[Text under study Boundary: Start]
VENICE, Calif. -- The solo occupant of a small plane that crashed at a city golf course in Venice was identified by family as Harrison Ford.
The pilot was taken to a local hospital after his plane crashed on Penmar Golf Course located at 1233 Rose Avenue just before 2:30 p.m., ,the Fire Department’s Erik Scott told KTLA. No one else was injured, he said.
Ford was going into surgery for broken bones in his ankle and pelvis, a source told KTLA.
Authorities have not identified the pilot, but said he was approximately 70 years old. He was conscious and breathing when bystanders initially rescued him, a fire official said at a 4 p.m. news conference.
Celebrity news website TMZ.com first reported that the pilot was Ford, whose publicist issued a statement about the crash hours later.
Ford was flying a World War II vintage plane that had engine trouble upon takeoff, publicist Ina Treciokas wrote in a statement.
“He had no other choice but to make an emergency landing, which he did safely,” Treciokas said. “He was banged up and is in the hospital receiving medical care. The injuries sustained are not life threatening, and he is expected to make a full recovery.”
[Text under study Boundary: End]
Assigned task 1 —
Answer these questions from the news report:
(a) On which golf course did the plane crash?
(b) Which bones did Ford break, according to the source who spoke to KTLA?
(c) What kind of plane was Ford flying?
Assigned task 2 —
Update the stretch of the news report from "Ford was going" through "p.m. news conference.", putting "onlookers" in place of "bystanders".
Rely only on the news report for what follows.
[Data Boundary: Start]
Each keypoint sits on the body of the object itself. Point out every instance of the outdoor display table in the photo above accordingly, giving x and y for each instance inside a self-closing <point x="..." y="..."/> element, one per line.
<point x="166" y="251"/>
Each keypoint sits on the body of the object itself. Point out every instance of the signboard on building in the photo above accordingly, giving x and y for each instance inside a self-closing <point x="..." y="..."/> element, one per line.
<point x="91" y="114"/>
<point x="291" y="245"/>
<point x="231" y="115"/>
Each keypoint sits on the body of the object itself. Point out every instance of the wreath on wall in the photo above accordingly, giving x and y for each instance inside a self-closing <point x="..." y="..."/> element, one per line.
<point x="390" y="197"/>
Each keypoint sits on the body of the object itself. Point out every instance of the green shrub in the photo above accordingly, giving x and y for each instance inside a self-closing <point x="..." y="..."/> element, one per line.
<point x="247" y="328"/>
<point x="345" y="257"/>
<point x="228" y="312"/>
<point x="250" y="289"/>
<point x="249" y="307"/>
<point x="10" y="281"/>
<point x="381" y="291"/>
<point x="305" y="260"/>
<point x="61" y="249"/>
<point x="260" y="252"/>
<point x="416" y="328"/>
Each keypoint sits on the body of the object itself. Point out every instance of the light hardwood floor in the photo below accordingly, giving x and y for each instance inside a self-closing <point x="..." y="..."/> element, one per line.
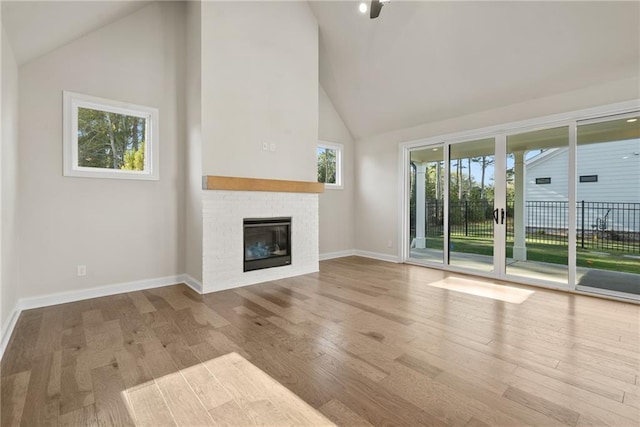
<point x="363" y="342"/>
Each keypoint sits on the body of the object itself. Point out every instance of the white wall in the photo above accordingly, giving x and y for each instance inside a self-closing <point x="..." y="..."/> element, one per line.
<point x="337" y="206"/>
<point x="377" y="176"/>
<point x="9" y="186"/>
<point x="193" y="167"/>
<point x="121" y="230"/>
<point x="259" y="85"/>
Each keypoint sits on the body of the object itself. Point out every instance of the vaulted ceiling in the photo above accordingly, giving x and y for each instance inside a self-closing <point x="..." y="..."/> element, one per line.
<point x="420" y="61"/>
<point x="426" y="61"/>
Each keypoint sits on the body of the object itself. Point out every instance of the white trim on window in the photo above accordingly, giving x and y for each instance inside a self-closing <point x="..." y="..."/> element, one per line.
<point x="339" y="149"/>
<point x="72" y="101"/>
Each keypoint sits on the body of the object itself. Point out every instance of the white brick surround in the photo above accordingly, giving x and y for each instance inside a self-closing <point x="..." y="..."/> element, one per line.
<point x="222" y="250"/>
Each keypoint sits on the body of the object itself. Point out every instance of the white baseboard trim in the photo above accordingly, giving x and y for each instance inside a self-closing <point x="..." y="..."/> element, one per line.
<point x="338" y="254"/>
<point x="192" y="283"/>
<point x="101" y="291"/>
<point x="8" y="329"/>
<point x="82" y="294"/>
<point x="378" y="256"/>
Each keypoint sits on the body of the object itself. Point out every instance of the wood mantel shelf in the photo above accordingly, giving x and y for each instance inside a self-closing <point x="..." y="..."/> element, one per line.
<point x="210" y="182"/>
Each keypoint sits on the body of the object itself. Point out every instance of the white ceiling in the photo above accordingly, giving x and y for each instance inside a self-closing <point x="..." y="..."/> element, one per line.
<point x="426" y="61"/>
<point x="420" y="61"/>
<point x="37" y="27"/>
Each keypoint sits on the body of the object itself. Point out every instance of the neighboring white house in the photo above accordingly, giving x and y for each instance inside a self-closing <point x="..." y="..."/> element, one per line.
<point x="608" y="183"/>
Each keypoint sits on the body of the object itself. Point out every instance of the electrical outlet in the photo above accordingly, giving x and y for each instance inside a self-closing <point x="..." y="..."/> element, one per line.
<point x="82" y="270"/>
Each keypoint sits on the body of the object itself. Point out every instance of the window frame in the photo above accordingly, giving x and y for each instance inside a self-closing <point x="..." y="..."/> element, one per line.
<point x="72" y="101"/>
<point x="338" y="148"/>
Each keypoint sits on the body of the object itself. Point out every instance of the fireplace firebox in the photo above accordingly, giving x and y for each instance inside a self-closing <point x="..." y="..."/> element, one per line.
<point x="267" y="242"/>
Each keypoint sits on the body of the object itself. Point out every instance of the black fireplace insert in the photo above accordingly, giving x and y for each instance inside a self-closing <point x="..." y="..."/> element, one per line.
<point x="267" y="242"/>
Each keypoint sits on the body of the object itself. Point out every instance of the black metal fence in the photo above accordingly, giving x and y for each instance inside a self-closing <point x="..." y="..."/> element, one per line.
<point x="609" y="226"/>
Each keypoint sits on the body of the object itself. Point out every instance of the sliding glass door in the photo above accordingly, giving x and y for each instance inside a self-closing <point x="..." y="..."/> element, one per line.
<point x="471" y="204"/>
<point x="556" y="206"/>
<point x="426" y="210"/>
<point x="608" y="206"/>
<point x="537" y="205"/>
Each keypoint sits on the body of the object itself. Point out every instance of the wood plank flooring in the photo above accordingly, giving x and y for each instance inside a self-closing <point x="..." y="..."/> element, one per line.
<point x="360" y="343"/>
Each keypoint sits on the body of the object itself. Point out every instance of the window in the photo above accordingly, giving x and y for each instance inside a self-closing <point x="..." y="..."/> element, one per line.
<point x="330" y="164"/>
<point x="109" y="139"/>
<point x="588" y="178"/>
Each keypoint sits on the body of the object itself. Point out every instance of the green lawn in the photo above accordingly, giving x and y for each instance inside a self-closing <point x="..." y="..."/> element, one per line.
<point x="555" y="254"/>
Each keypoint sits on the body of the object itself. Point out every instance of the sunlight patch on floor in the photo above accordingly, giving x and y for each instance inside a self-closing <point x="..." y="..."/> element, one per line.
[Data Boundary: End]
Response area 1 —
(a) Penmar Golf Course, at 1233 Rose Avenue
(b) Bones in his ankle and pelvis
(c) A World War II vintage plane

Response area 2 —
Ford was going into surgery for broken bones in his ankle and pelvis, a source told KTLA.
Authorities have not identified the pilot, but said he was approximately 70 years old. He was conscious and breathing when onlookers initially rescued him, a fire official said at a 4 p.m. news conference.